§ **EXERCISES**:
[1] Reproduce verbatim the stretch of the passage on time changes from "Some people prefer" through "dark during winter.".
[2] According to the passage on time changes, what share of people in one hospital study were more depressed after a fall time change?

Those clocks regulate a number of bodily functions. Some of which are negatively affected by time changes and our behavioral adjustments to those changes.

Even a mismatch of one hour daily over a period of time can wreak havoc on some of us. It can trigger stress, disorientation, and memory loss. Overall cognitive function can be affected. As can social interactions.

A push to banish time changes 

Some people prefer Daylight Saving Time. Regardless of whether it’s biannual or constant. They dislike driving home after work in the dark during winter. 

Others claim depression sets in when the switch is made from Daylight to Standard Time. Which makes sense. We spend less time in the sun in winter, and low levels of Vitamin D are linked to low mood.      

Lack of sunlight also suppresses production of serotonin. It can play a key role in mood balance. In one hospital study, 11% of people were more depressed after a fall time change.

§ **STORED DATA**:
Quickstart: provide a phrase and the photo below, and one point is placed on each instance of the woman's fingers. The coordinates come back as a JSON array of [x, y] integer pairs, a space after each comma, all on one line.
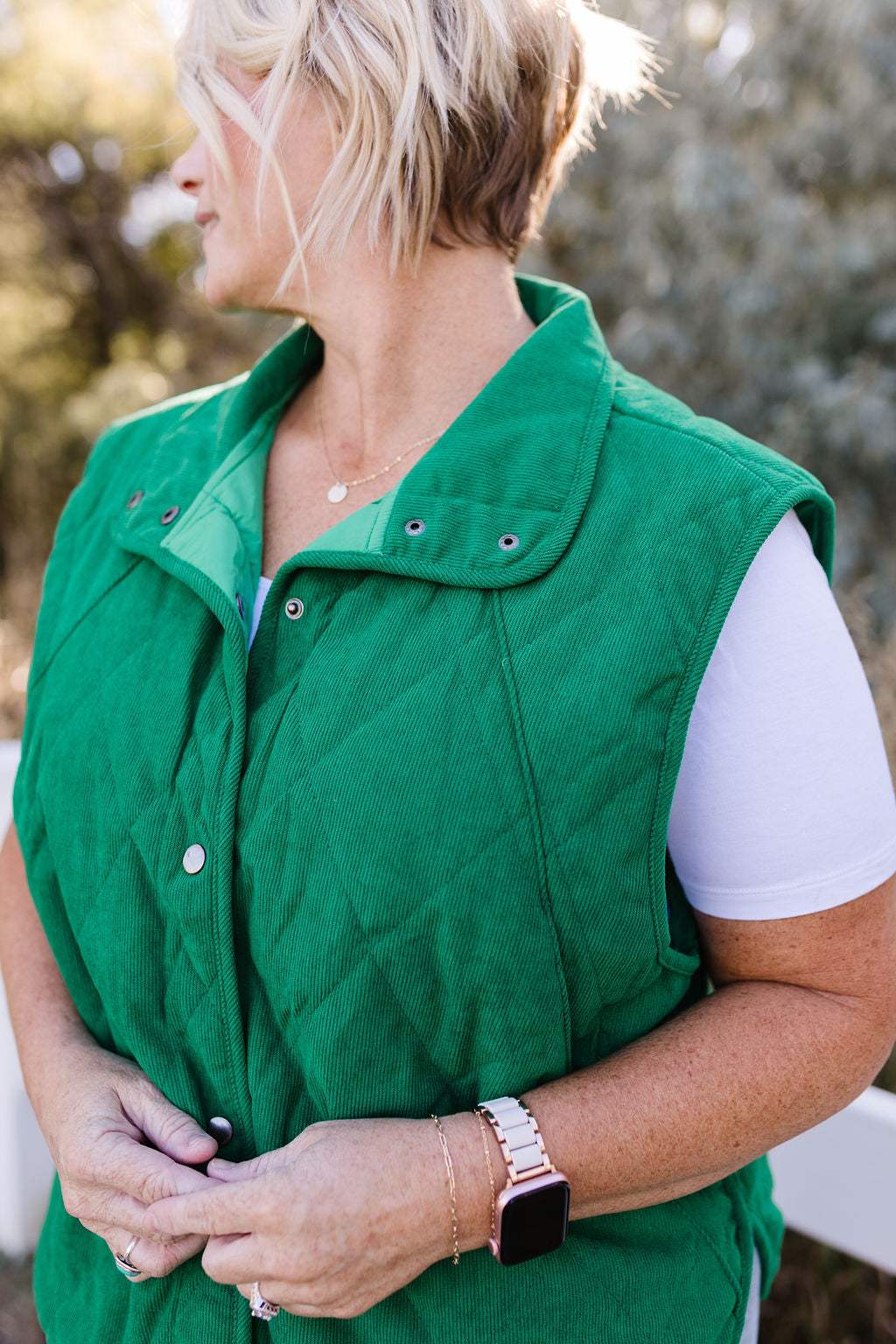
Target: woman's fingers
[[150, 1258], [115, 1180], [168, 1128]]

§ **ANSWERS GIVEN**:
[1]
Some people prefer Daylight Saving Time. Regardless of whether it’s biannual or constant. They dislike driving home after work in the dark during winter.

[2] 11%